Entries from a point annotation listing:
....

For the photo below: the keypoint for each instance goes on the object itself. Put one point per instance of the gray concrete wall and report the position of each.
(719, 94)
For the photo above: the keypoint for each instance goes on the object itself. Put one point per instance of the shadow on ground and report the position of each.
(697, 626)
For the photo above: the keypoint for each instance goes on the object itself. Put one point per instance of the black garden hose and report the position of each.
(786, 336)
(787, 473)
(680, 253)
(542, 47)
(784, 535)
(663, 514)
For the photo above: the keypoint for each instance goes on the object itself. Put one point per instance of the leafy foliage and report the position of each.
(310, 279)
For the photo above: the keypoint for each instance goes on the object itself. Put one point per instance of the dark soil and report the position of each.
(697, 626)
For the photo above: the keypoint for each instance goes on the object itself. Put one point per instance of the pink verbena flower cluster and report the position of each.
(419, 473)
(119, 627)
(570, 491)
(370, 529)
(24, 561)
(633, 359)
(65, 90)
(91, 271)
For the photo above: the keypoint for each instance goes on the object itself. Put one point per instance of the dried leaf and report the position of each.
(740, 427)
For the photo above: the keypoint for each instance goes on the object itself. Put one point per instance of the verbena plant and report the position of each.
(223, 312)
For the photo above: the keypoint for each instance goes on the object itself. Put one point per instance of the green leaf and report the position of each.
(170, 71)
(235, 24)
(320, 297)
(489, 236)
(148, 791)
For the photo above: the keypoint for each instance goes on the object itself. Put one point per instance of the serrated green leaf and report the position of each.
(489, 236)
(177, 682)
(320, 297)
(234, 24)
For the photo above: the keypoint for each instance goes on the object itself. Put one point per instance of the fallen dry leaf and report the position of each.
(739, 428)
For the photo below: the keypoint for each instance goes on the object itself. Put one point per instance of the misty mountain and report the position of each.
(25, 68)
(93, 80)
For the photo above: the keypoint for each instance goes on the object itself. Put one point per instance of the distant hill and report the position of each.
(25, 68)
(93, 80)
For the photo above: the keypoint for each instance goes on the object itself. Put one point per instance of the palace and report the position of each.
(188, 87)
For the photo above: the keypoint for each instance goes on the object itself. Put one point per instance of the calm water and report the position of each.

....

PROBLEM TO SOLVE: Copy out the listing from the line containing "hill and report the position of each." through the end of the listing, requests included, and raise every coordinate in the answers by 39.

TASK RESPONSE:
For the photo above: the keypoint for each instance goes on the object itself. Put one point per instance of the distant hill and report the position of each.
(64, 107)
(132, 119)
For the photo above: the keypoint for each instance goes on the object itself. Put one point per instance of the palace and report the position of each.
(227, 126)
For the photo above: the keypoint for each instance goes on the object itself. Put one point per instance of the calm water and report the position of each.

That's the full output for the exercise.